- [TASK STATEMENT] How many lines in the listing below hold the word "basket"? Answer with the number only.

- [DATA]
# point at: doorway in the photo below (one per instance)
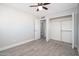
(43, 29)
(61, 29)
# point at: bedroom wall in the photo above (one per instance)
(15, 26)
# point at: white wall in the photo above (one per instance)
(15, 26)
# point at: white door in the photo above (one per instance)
(61, 29)
(67, 31)
(55, 30)
(37, 29)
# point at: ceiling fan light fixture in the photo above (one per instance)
(40, 7)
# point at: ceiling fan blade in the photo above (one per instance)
(46, 3)
(45, 8)
(33, 6)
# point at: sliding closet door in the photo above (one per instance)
(61, 29)
(67, 31)
(55, 30)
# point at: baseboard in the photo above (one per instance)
(14, 45)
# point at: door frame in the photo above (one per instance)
(73, 31)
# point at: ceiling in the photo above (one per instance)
(52, 8)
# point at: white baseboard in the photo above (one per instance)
(14, 45)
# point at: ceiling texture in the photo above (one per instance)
(52, 8)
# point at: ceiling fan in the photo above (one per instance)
(40, 6)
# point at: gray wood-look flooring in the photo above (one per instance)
(41, 48)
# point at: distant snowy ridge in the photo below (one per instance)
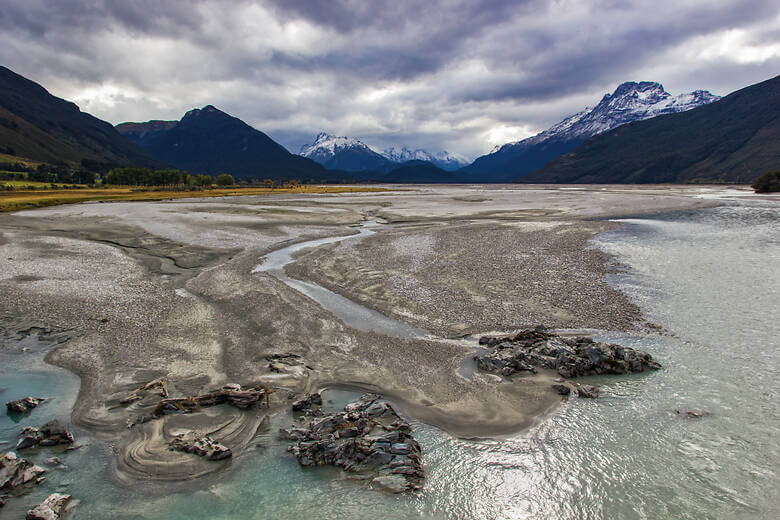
(444, 159)
(631, 101)
(327, 146)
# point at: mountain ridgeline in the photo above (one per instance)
(631, 101)
(351, 154)
(734, 140)
(209, 141)
(37, 125)
(638, 134)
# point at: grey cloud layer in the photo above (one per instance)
(454, 74)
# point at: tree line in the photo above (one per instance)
(149, 177)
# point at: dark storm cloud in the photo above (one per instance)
(448, 73)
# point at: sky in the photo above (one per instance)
(458, 75)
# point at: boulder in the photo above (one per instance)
(588, 391)
(307, 402)
(16, 471)
(49, 509)
(24, 405)
(692, 414)
(201, 446)
(367, 439)
(528, 349)
(50, 434)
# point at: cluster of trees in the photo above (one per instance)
(148, 177)
(53, 173)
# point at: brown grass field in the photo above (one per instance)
(27, 199)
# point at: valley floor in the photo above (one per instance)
(148, 290)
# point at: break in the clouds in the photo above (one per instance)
(452, 74)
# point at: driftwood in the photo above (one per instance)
(137, 394)
(231, 394)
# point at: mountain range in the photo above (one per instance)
(37, 125)
(207, 140)
(639, 133)
(630, 101)
(733, 140)
(352, 154)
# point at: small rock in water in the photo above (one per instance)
(51, 434)
(307, 402)
(588, 391)
(367, 439)
(49, 509)
(202, 446)
(16, 471)
(24, 405)
(693, 414)
(55, 461)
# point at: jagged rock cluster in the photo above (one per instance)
(24, 405)
(202, 446)
(368, 439)
(50, 434)
(570, 357)
(16, 471)
(49, 509)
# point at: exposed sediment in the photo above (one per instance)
(368, 440)
(165, 291)
(527, 350)
(24, 405)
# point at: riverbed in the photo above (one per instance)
(707, 277)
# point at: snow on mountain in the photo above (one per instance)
(444, 159)
(326, 146)
(631, 101)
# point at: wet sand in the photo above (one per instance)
(166, 289)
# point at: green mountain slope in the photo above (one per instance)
(207, 140)
(37, 125)
(735, 139)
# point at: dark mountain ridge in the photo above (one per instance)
(37, 125)
(209, 141)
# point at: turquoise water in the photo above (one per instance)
(709, 277)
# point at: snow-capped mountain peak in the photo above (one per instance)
(631, 101)
(442, 159)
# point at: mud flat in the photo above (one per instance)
(166, 290)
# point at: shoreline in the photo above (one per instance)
(222, 290)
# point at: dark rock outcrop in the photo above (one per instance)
(307, 402)
(587, 391)
(49, 509)
(692, 414)
(24, 405)
(570, 357)
(368, 439)
(202, 446)
(16, 471)
(50, 434)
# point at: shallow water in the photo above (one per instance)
(351, 313)
(709, 277)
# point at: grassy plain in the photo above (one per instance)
(20, 199)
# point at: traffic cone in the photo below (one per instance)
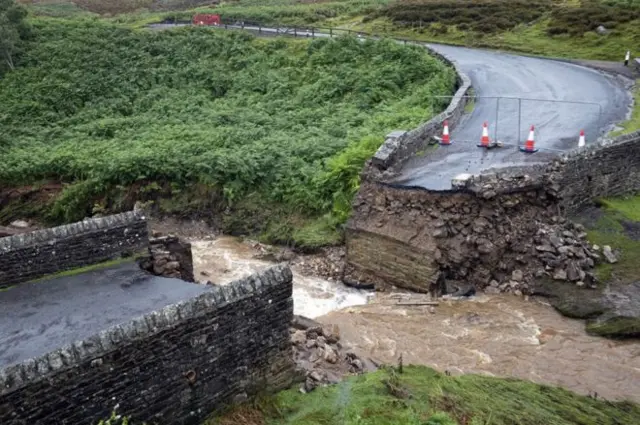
(529, 145)
(445, 134)
(484, 141)
(581, 141)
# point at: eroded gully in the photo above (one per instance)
(500, 335)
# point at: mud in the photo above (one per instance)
(501, 335)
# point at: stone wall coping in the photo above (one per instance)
(394, 141)
(43, 236)
(601, 143)
(71, 355)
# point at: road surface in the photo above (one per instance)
(39, 317)
(545, 86)
(511, 77)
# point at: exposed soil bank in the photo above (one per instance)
(503, 335)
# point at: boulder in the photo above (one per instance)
(622, 318)
(609, 255)
(560, 274)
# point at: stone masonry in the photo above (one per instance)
(501, 230)
(173, 366)
(169, 256)
(43, 252)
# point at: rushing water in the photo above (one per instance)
(226, 259)
(498, 335)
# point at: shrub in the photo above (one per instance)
(289, 120)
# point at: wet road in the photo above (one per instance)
(558, 98)
(540, 83)
(37, 318)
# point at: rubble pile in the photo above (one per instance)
(319, 354)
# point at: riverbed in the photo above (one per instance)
(501, 335)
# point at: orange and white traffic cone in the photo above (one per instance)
(484, 141)
(529, 145)
(445, 134)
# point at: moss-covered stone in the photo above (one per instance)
(616, 327)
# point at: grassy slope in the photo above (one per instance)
(633, 123)
(608, 230)
(527, 37)
(272, 128)
(422, 396)
(607, 227)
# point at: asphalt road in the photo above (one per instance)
(37, 318)
(543, 83)
(558, 98)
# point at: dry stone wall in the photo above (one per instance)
(32, 255)
(401, 145)
(500, 230)
(609, 168)
(173, 366)
(169, 256)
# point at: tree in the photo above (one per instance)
(13, 31)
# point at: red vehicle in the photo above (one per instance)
(206, 19)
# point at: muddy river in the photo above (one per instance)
(501, 335)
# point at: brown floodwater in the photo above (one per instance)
(226, 259)
(495, 335)
(501, 335)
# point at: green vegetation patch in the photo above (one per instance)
(103, 108)
(633, 123)
(477, 15)
(617, 224)
(422, 396)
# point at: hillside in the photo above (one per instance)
(206, 122)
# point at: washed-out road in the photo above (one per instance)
(512, 93)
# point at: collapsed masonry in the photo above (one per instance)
(500, 230)
(410, 237)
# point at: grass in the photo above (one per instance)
(225, 115)
(563, 29)
(421, 396)
(608, 229)
(633, 123)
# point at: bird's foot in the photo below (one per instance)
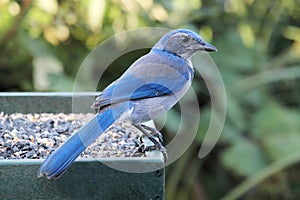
(157, 142)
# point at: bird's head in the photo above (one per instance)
(183, 43)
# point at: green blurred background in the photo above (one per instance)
(43, 42)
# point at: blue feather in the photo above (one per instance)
(60, 160)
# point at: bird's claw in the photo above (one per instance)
(157, 143)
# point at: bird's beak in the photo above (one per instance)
(207, 47)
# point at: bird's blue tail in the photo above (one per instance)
(59, 161)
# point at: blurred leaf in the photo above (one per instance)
(243, 158)
(273, 120)
(278, 129)
(60, 82)
(279, 146)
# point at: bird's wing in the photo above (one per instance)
(147, 77)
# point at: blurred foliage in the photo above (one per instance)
(43, 43)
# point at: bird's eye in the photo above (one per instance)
(185, 38)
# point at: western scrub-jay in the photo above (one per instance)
(151, 85)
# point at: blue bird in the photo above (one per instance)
(151, 86)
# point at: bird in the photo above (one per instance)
(152, 85)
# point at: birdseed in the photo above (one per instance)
(35, 136)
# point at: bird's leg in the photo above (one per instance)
(154, 132)
(157, 144)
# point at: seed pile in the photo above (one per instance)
(34, 136)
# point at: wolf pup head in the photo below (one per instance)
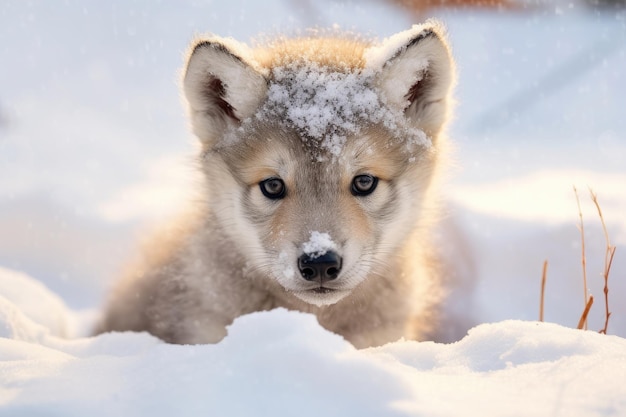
(319, 152)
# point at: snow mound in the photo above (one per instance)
(29, 303)
(284, 363)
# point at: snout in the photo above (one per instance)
(321, 268)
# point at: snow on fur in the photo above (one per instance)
(327, 106)
(318, 244)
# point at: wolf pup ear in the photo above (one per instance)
(416, 75)
(221, 85)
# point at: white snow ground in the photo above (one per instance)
(93, 146)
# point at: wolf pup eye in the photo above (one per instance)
(363, 185)
(273, 188)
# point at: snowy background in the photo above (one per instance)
(94, 149)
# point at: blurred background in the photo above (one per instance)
(95, 150)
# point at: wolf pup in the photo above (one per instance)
(320, 157)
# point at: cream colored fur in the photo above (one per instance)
(237, 253)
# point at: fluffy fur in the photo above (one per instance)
(313, 114)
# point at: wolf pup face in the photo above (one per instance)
(319, 152)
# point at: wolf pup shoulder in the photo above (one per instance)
(320, 157)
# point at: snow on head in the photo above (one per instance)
(318, 244)
(325, 105)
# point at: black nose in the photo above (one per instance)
(322, 268)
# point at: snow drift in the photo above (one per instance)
(284, 363)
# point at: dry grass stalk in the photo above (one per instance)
(608, 261)
(581, 227)
(583, 318)
(543, 288)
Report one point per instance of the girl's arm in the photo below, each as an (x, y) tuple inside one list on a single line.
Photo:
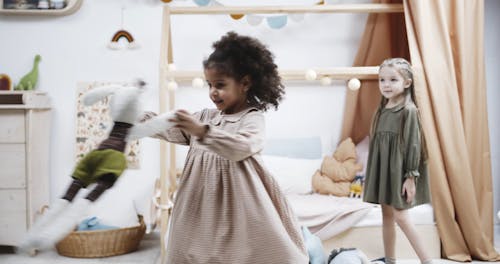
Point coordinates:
[(412, 152), (412, 145), (248, 140)]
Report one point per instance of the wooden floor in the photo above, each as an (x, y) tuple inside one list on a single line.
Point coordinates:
[(149, 253)]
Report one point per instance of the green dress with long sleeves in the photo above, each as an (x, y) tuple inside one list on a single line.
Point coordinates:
[(394, 155)]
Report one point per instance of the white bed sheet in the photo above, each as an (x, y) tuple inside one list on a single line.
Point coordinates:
[(327, 216), (420, 215)]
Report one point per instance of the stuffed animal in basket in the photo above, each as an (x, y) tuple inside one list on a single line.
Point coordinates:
[(102, 166), (337, 171)]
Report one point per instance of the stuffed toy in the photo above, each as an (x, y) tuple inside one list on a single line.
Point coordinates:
[(338, 171), (28, 81), (102, 166), (348, 256), (356, 187)]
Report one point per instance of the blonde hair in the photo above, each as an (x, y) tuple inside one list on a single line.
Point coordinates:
[(404, 68)]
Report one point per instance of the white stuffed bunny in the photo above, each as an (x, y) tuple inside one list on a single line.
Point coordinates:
[(101, 166)]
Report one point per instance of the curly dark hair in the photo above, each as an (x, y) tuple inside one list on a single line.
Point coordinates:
[(238, 56)]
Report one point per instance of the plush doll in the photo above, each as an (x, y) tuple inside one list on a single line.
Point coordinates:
[(348, 256), (102, 166), (28, 81), (356, 187), (337, 171)]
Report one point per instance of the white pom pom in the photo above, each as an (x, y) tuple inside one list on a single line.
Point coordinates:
[(326, 81), (172, 86), (197, 83), (311, 75), (171, 67), (354, 84)]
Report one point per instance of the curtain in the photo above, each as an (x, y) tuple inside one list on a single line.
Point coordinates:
[(446, 46), (445, 42)]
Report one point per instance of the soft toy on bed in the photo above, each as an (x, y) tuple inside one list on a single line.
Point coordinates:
[(101, 166), (356, 188), (338, 171)]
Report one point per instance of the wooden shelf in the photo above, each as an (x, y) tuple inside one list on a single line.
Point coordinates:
[(71, 7)]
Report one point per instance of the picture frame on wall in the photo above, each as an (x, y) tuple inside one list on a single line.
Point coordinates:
[(20, 4)]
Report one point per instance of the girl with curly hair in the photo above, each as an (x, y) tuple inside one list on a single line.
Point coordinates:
[(228, 208)]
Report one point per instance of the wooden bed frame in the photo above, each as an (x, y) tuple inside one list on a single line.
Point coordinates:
[(368, 239)]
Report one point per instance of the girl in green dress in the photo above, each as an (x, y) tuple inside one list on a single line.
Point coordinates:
[(396, 176)]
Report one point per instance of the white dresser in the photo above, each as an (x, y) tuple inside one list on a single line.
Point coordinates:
[(24, 161)]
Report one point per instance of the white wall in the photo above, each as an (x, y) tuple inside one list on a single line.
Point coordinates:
[(74, 49)]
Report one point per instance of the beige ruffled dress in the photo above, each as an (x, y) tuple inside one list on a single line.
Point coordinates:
[(228, 207)]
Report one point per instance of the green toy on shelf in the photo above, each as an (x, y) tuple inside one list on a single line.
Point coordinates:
[(29, 80)]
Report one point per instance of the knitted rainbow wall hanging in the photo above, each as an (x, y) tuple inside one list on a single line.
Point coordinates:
[(122, 34)]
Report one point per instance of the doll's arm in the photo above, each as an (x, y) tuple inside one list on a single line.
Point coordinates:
[(151, 127), (99, 93)]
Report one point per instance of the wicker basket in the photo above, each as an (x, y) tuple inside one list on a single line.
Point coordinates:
[(102, 243)]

- [EXERCISE ANSWER] 2